Given request: Reproduce the mulching text between "Tips and resources" and "into the soil.", inclusive, updating "squash" to "peppers".

Text shown:
====================

Tips and resources for farmers and gardeners
Mulching can reduce rotting by keeping vegetables such as squash and tomatoes out of contact with soil. Organic mulches also lessen soil compaction, slow down erosion and improve soil texture when later tilled into the soil.
To get all these benefits, however, you have to think ahead and consider your own particular situation.
Choose Your Mulch
Mulches have characteristics homeowners should consider when choosing which to use.
Shredded Newspaper or Dry Leaves
Both tend to be available at no cost and are easy to plow under, but they are dry and will blow away in a good breeze
Use grass clippings with caution. If you have applied a broad-leaf weed killer to your lawn, there may be residual herbicide on them.
Peat moss can be costly. It’s so fine-textured that rain can easily make it mat or wash away down a slope. Even so, peat moss probably is the easiest soil-improving mulch to incorporate. It also looks natural and won’t introduce pests into the garden.

====================

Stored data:
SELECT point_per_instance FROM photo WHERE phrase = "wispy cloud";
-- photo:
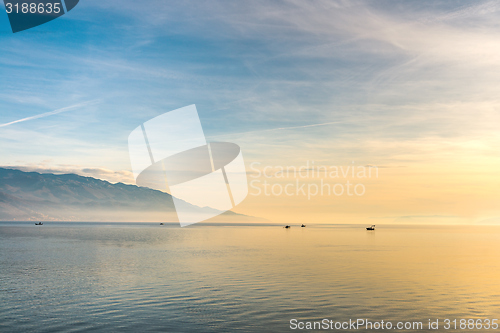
(51, 113)
(277, 129)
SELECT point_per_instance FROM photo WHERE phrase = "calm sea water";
(144, 277)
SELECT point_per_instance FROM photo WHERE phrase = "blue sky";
(395, 83)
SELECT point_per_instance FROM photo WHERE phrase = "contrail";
(46, 114)
(278, 129)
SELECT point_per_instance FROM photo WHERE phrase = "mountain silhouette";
(27, 196)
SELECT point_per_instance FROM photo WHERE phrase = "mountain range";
(28, 196)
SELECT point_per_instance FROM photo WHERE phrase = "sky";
(410, 87)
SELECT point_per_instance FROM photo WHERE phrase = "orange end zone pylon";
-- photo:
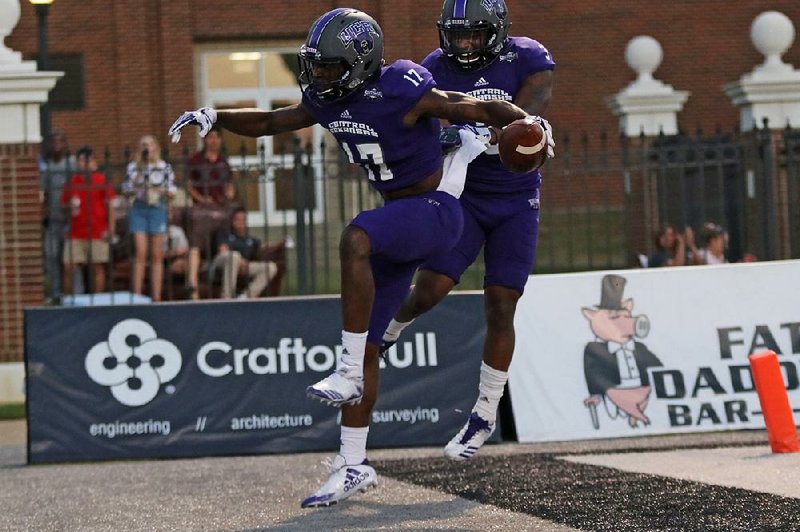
(781, 430)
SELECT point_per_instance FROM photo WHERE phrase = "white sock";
(354, 444)
(394, 329)
(490, 390)
(353, 355)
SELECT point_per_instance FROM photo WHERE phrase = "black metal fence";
(602, 200)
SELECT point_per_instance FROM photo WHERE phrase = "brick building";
(145, 61)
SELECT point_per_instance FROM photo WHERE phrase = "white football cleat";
(342, 387)
(345, 480)
(470, 438)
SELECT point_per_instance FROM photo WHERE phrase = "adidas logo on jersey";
(353, 478)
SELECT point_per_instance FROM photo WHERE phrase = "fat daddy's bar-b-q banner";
(177, 380)
(638, 352)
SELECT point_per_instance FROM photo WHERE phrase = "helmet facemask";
(471, 47)
(344, 49)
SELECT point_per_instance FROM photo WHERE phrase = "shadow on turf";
(360, 514)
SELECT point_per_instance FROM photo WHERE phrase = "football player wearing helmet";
(385, 118)
(501, 208)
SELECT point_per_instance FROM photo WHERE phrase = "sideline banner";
(638, 352)
(226, 378)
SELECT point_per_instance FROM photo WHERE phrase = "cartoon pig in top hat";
(615, 365)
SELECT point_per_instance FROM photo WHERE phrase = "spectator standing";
(238, 254)
(55, 167)
(176, 251)
(671, 247)
(87, 198)
(211, 188)
(150, 183)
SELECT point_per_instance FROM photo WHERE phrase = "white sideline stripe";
(530, 150)
(750, 468)
(12, 382)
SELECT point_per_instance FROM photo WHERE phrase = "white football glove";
(203, 118)
(548, 132)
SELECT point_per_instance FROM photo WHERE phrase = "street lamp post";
(42, 10)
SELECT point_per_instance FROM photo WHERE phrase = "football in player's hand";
(522, 146)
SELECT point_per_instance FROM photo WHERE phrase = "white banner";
(637, 352)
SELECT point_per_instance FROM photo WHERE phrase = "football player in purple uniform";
(385, 118)
(501, 208)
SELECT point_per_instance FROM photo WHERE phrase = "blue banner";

====================

Answer to the exercise:
Tips and resources for farmers and gardeners
Mulching can reduce rotting by keeping vegetables such as peppers and tomatoes out of contact with soil. Organic mulches also lessen soil compaction, slow down erosion and improve soil texture when later tilled into the soil.